● **JOB**
Look below for the line with "pathway with a single point per instance.". Extract that line and each one after it through the last, word for word.

● **SOURCE RECORDS**
----

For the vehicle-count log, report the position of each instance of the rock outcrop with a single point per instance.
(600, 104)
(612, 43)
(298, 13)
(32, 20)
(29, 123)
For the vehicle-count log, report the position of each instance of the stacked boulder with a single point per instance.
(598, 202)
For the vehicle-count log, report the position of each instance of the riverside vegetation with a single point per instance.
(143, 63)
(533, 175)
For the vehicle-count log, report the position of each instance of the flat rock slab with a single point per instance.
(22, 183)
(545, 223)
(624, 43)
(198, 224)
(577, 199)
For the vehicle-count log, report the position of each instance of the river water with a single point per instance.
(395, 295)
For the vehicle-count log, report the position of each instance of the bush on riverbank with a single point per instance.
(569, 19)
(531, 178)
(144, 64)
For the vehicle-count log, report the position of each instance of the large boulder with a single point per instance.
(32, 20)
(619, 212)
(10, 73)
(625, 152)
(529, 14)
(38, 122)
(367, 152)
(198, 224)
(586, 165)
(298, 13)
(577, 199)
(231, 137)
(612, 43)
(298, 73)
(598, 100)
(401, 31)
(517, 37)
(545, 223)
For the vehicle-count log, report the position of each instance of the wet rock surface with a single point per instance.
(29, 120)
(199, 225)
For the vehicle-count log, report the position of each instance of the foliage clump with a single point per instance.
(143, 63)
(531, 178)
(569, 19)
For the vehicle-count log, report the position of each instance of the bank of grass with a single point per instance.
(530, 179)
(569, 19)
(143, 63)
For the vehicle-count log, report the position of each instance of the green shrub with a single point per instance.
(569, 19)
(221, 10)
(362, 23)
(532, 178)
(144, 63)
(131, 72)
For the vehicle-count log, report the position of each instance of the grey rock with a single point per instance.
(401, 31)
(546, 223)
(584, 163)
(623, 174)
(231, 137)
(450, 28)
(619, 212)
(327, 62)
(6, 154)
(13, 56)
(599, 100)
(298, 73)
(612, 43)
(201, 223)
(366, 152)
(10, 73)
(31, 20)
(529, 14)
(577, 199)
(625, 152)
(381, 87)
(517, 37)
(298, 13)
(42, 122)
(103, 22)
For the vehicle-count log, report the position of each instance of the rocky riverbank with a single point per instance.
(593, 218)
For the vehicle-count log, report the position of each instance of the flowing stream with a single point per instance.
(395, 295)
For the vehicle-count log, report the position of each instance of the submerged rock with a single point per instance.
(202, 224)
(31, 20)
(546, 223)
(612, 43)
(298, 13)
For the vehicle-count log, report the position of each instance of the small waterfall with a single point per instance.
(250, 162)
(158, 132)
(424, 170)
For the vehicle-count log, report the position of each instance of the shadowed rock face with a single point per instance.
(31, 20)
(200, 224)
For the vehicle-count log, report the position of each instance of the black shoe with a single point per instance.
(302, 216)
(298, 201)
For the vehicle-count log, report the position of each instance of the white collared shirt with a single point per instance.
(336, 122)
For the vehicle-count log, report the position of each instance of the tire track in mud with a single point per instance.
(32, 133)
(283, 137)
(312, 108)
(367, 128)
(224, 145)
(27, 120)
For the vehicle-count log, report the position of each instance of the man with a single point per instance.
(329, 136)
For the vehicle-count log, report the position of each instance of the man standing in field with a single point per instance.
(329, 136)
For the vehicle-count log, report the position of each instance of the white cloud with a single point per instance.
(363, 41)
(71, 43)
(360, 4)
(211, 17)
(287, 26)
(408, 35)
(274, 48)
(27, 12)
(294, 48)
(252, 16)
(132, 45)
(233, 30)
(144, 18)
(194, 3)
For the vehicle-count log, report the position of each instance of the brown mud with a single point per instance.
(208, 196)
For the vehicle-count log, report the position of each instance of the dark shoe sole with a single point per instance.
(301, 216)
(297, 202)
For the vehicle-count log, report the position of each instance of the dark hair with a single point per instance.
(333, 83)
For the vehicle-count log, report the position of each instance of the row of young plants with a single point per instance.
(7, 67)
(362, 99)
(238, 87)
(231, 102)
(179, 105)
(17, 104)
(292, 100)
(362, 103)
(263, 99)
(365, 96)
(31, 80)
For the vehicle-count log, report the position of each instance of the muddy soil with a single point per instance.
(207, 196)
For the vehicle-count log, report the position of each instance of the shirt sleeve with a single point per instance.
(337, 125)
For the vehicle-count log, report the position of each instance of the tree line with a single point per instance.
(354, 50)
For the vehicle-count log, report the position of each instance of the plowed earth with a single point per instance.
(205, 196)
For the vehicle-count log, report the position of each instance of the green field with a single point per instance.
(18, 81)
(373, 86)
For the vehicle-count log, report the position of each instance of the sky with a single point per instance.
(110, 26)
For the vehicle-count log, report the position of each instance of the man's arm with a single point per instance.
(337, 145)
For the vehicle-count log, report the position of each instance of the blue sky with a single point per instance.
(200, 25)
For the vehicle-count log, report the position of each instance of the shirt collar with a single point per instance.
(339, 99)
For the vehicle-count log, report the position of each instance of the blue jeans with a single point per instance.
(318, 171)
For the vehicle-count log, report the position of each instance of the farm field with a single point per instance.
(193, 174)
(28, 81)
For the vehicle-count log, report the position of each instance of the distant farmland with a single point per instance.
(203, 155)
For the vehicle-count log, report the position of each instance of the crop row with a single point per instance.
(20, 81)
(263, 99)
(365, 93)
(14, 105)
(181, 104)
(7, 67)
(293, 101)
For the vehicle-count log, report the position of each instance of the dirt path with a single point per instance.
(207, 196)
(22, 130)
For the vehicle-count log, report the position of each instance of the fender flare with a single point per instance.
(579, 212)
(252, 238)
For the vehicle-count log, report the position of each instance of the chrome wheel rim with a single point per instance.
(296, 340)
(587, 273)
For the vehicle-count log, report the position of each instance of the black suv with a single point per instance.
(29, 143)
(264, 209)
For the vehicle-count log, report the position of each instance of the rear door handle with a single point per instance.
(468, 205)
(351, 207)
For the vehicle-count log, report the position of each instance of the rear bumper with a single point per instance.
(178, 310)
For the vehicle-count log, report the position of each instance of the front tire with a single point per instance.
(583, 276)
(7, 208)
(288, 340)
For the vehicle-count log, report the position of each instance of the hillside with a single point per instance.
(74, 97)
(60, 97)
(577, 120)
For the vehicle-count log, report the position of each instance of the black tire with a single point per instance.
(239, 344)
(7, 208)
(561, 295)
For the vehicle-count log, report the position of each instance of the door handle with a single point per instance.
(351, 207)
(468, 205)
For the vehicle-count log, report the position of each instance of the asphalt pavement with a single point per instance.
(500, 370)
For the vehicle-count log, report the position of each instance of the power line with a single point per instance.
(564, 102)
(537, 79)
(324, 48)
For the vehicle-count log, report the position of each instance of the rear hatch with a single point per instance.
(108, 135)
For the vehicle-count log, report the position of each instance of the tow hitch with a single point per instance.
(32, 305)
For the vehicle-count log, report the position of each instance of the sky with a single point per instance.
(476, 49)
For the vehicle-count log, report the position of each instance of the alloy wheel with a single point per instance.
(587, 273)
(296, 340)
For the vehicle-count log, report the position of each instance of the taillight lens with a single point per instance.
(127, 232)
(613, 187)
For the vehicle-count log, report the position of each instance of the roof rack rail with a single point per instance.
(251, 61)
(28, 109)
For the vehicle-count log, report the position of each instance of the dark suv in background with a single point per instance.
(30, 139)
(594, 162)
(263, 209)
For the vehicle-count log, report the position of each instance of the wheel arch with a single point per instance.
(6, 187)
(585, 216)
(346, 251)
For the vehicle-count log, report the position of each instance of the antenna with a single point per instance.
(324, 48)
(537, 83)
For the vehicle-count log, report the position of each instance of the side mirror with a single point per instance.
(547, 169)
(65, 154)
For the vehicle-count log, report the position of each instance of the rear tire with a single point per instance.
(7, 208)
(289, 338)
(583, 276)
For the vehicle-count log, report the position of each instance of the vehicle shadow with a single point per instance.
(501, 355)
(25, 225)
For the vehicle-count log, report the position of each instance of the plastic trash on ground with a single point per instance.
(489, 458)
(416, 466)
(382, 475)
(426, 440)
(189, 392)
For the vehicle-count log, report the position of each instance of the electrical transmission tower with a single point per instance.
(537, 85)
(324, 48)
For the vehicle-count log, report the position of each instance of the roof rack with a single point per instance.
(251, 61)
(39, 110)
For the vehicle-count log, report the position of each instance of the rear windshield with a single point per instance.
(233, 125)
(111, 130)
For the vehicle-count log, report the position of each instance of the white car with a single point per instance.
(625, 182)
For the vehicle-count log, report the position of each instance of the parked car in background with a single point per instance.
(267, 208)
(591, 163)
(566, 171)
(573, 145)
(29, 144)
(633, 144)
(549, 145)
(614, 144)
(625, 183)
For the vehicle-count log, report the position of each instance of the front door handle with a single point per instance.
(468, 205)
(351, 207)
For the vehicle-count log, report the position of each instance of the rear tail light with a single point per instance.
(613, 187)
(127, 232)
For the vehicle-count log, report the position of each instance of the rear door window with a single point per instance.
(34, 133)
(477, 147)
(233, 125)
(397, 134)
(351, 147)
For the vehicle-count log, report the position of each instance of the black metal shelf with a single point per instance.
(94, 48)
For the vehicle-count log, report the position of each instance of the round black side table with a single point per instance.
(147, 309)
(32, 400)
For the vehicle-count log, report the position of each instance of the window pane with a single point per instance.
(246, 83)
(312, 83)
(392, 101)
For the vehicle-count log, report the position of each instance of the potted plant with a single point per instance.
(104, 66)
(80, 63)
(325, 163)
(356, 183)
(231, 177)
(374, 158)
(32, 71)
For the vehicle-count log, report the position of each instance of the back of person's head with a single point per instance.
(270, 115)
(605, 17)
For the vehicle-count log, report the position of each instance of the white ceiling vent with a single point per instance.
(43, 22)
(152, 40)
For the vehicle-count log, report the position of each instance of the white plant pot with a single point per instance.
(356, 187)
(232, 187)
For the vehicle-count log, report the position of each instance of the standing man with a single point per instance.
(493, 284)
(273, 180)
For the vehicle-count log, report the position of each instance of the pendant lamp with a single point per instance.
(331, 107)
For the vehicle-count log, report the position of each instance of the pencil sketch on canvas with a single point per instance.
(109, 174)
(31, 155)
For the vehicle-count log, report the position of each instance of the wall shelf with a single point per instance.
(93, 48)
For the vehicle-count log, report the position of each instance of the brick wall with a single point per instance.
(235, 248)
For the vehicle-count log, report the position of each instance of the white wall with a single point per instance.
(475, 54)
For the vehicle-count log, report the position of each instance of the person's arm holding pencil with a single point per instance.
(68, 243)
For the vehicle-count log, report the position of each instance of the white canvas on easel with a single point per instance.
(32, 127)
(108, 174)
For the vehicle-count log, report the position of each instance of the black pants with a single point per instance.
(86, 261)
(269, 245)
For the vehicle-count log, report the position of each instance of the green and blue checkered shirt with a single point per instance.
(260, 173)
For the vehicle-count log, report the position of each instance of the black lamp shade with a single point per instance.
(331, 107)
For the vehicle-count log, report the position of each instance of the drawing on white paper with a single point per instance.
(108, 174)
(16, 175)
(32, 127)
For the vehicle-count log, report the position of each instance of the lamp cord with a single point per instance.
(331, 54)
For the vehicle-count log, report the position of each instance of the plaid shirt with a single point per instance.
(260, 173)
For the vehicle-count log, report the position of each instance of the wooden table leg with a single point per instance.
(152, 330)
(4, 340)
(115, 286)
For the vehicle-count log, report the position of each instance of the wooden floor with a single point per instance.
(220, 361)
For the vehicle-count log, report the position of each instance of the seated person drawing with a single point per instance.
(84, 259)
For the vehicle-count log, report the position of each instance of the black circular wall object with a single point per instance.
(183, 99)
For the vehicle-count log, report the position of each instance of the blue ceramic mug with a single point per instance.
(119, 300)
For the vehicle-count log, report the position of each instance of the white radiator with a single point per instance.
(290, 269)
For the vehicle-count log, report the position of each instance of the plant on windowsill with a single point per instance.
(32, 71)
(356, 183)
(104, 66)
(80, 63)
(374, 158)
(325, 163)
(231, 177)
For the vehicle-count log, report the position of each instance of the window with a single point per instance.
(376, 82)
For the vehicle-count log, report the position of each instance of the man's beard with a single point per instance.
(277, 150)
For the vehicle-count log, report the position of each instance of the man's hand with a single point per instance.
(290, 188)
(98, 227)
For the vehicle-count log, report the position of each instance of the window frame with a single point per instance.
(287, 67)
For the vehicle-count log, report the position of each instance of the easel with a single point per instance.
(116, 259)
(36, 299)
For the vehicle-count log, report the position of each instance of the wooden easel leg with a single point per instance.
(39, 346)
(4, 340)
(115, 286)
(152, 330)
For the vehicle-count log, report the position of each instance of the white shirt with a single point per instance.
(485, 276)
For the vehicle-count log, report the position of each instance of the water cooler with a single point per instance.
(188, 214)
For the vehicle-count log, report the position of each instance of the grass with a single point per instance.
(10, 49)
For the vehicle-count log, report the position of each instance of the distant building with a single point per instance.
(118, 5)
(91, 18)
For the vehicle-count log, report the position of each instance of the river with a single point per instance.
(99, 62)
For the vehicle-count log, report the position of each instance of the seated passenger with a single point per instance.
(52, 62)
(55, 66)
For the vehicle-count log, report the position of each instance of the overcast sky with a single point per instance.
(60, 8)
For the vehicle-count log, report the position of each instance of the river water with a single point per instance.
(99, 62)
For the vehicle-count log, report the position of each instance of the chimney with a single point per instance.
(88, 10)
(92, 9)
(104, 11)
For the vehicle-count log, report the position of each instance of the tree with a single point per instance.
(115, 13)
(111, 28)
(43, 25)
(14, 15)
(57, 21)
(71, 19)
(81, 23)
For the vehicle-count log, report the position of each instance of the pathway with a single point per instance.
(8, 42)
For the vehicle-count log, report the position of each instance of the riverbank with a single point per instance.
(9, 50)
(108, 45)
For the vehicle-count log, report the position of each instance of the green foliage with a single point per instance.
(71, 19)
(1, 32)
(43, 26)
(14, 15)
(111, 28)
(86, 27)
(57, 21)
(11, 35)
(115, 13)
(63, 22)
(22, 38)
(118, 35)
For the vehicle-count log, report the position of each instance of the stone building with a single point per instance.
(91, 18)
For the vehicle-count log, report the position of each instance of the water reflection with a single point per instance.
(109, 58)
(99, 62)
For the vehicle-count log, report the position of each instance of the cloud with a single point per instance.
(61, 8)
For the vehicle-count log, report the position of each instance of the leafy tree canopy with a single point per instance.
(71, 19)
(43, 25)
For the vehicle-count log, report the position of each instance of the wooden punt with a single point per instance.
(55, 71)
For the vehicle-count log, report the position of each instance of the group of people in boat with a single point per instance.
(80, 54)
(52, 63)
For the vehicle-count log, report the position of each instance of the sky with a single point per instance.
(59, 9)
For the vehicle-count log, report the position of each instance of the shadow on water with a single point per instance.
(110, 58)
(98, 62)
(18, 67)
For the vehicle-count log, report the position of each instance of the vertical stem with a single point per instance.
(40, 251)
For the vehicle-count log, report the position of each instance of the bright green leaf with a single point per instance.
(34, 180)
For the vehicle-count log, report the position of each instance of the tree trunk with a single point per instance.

----

● **REPLY**
For the vehicle-count log, report the position of each instance of the pathway with a single point per instance.
(8, 42)
For the vehicle-count log, report the position of each instance of the riverbank with a single point per instance.
(9, 50)
(108, 45)
For the vehicle-count log, report the position of each instance of the green foliage with a single point per instance.
(71, 19)
(1, 32)
(43, 26)
(14, 15)
(111, 28)
(86, 27)
(57, 21)
(11, 35)
(115, 13)
(63, 22)
(22, 38)
(118, 35)
For the vehicle-count log, report the position of each instance of the stone building with a single point per instance.
(91, 18)
For the vehicle-count log, report the position of each instance of the water reflection with a single point per instance.
(109, 58)
(99, 62)
For the vehicle-count log, report the position of each instance of the cloud with a single point per instance.
(61, 8)
For the vehicle-count log, report the position of each instance of the leafy tree canopy with a single point per instance.
(71, 19)
(43, 25)
For the vehicle-count log, report the position of each instance of the wooden punt with a single point per instance.
(55, 71)
For the vehicle-count log, report the position of each instance of the group of people in boat with a single point per instance.
(80, 54)
(52, 63)
For the vehicle-count log, report the position of each instance of the sky with a single point per instance.
(59, 9)
For the vehicle-count log, report the position of each instance of the shadow on water with a single point per instance.
(110, 58)
(98, 62)
(18, 67)
For the vehicle-count log, report the position of each instance of the vertical stem with a single point per instance.
(40, 251)
For the vehicle-count log, report the position of each instance of the bright green leaf with a single point per instance.
(34, 180)
For the vehicle-count log, report the position of each instance of the tree trunk with a single point per instance.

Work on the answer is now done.